Excerpted text:
*-*-*
The case was settled during trial.
A $1 million New Jersey settlement was reached, of which $100,000 was provided to the mother.

Related Article: A stepwise approach to managing eclampsia and other hypertensive emergencies Baha M. Sibai, MD (October 2013)

Shoulder dystocia was encountered during delivery.
The child suffered a brachial plexus injury with Erb’s palsy. She received botulinum toxin injections and underwent nerve-graft surgery to restore some function. She has limited use of her right arm and a protruding right elbow.
The ObGyn used excessive force in response to shoulder dystocia.
The case was settled at trial.
A $1 million New Jersey settlement was placed in a structured payment fund to provide a net $1.78 million over the child’s lifetime.

Related Article: You are the second responder to a shoulder dystocia emergency. What do you do first? Robert L. Barbieri, MD (Editorial, May 2013)

A 30-year-old woman went to an ED
with pelvic pain and vaginal discharge. An ED physician conducted a physical exam. Blood tests indicated the patient had taken barbiturates, but the patient could not explain the findings. Determining no cause for her symptoms, the ED physician discharged the patient.
*-*-*
Saved entries:
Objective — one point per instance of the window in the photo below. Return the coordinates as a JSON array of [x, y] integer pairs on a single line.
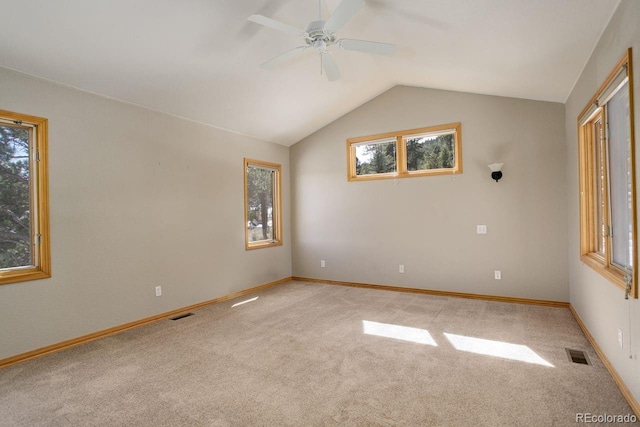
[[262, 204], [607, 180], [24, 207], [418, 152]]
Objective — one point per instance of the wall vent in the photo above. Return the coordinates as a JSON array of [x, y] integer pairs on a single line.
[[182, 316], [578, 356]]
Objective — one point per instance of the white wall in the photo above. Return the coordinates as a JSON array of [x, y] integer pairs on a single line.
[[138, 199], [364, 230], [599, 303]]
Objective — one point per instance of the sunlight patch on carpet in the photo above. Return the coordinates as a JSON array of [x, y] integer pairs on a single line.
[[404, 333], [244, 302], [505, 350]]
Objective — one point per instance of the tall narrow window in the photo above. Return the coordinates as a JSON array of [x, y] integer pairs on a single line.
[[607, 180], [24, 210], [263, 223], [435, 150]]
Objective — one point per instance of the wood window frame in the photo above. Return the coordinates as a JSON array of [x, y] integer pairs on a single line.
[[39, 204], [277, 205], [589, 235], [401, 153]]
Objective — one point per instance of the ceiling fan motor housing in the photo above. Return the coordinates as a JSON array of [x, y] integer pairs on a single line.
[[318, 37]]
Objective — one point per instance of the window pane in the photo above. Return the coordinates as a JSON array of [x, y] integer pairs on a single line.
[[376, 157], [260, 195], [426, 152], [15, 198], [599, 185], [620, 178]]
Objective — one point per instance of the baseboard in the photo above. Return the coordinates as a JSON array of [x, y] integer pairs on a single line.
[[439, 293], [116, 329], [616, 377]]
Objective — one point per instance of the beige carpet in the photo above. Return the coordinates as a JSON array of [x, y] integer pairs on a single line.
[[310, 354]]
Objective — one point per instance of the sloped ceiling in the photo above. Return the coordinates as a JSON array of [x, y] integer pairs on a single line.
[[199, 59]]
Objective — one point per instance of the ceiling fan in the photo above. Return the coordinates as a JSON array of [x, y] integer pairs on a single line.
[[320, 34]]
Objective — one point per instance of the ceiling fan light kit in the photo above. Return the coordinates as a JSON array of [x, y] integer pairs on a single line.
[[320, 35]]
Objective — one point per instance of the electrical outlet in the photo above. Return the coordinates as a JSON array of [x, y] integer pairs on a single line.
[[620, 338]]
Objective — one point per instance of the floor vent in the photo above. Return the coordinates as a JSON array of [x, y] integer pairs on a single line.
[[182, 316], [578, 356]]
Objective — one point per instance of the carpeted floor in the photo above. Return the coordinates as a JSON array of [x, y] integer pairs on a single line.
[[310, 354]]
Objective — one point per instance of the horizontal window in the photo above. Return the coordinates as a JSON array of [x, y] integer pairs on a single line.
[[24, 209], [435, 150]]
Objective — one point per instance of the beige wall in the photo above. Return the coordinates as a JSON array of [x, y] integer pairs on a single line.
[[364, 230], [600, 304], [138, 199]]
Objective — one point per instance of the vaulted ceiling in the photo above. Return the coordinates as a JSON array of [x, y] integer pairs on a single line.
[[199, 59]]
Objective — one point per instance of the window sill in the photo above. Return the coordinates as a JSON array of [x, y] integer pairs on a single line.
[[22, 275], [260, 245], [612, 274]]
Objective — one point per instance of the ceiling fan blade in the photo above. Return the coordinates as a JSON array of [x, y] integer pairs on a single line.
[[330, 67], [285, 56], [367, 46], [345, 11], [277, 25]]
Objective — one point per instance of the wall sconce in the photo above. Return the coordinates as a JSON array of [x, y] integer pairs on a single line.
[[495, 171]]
*-*-*
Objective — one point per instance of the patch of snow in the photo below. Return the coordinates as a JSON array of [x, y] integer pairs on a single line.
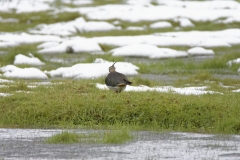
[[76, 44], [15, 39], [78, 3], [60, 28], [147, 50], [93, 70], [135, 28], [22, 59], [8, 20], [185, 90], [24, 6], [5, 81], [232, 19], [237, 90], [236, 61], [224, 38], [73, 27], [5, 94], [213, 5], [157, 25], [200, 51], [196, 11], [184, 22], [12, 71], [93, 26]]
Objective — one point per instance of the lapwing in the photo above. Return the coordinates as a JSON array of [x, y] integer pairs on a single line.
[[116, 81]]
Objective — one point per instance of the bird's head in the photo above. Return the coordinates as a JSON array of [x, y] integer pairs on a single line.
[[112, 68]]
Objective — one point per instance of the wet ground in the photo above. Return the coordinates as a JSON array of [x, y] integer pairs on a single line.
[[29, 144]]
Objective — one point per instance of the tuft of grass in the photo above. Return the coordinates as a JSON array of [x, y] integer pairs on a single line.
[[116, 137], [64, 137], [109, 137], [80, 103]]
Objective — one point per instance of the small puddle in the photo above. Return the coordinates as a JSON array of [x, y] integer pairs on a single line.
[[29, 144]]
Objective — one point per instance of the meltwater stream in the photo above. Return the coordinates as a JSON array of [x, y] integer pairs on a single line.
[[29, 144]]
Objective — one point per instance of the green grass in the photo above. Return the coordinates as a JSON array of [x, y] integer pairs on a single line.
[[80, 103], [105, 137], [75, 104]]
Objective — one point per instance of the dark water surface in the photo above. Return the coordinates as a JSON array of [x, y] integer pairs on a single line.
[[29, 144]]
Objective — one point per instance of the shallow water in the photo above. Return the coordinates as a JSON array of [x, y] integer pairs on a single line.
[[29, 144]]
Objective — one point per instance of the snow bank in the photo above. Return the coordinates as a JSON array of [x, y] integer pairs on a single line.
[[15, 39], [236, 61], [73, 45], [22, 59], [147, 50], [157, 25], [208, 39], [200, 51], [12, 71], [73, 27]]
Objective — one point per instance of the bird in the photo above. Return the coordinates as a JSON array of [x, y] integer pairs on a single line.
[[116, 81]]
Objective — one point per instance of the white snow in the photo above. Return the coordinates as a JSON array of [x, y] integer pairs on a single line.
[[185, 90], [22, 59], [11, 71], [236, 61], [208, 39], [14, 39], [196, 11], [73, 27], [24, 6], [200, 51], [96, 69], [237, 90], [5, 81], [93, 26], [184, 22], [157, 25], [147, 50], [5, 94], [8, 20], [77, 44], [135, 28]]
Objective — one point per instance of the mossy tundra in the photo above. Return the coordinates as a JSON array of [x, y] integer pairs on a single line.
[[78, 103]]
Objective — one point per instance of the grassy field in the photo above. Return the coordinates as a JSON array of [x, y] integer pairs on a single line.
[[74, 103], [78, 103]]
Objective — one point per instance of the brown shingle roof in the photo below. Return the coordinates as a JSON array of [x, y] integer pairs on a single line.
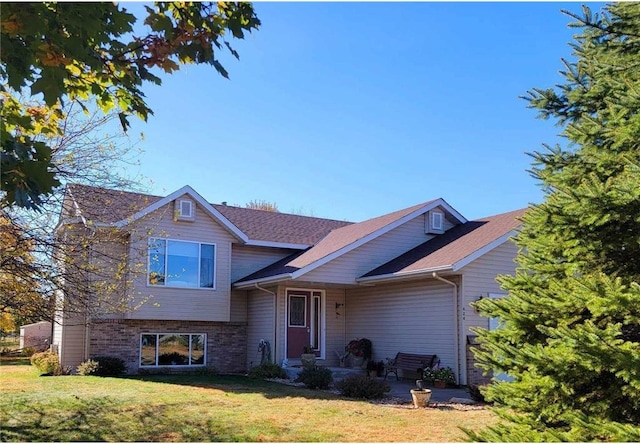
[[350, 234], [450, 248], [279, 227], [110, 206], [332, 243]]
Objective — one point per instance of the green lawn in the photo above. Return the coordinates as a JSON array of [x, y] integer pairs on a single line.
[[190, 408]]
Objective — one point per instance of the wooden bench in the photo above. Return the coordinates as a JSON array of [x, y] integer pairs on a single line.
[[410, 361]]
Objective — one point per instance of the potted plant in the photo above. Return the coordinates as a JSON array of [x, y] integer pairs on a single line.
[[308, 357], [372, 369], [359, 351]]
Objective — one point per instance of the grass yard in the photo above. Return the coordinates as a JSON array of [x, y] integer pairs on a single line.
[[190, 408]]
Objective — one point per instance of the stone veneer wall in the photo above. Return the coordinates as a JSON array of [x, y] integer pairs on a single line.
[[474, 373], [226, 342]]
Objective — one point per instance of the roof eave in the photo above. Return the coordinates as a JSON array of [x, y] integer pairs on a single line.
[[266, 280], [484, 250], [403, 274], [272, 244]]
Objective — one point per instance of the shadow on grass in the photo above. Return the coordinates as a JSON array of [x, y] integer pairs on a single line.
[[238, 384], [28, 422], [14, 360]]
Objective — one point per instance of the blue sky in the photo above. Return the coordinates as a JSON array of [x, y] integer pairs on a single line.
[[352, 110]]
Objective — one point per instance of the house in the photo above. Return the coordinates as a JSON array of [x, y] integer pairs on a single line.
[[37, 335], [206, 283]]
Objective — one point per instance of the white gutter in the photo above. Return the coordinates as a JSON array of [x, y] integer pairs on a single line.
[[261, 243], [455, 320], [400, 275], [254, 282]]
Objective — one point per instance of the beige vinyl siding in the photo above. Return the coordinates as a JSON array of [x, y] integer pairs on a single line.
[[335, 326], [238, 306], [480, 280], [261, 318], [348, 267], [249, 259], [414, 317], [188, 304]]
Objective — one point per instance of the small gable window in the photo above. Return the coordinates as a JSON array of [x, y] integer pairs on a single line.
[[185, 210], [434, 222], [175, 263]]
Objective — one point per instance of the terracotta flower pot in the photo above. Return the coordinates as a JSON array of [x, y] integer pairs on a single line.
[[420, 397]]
*-*-*
Can you write out the part of the malpractice case summaries that opens with the words containing "Related Article: A" and closes with "encountered during delivery."? The saved entries have nothing to do with this.

Related Article: A stepwise approach to managing eclampsia and other hypertensive emergencies Baha M. Sibai, MD (October 2013)

Shoulder dystocia was encountered during delivery.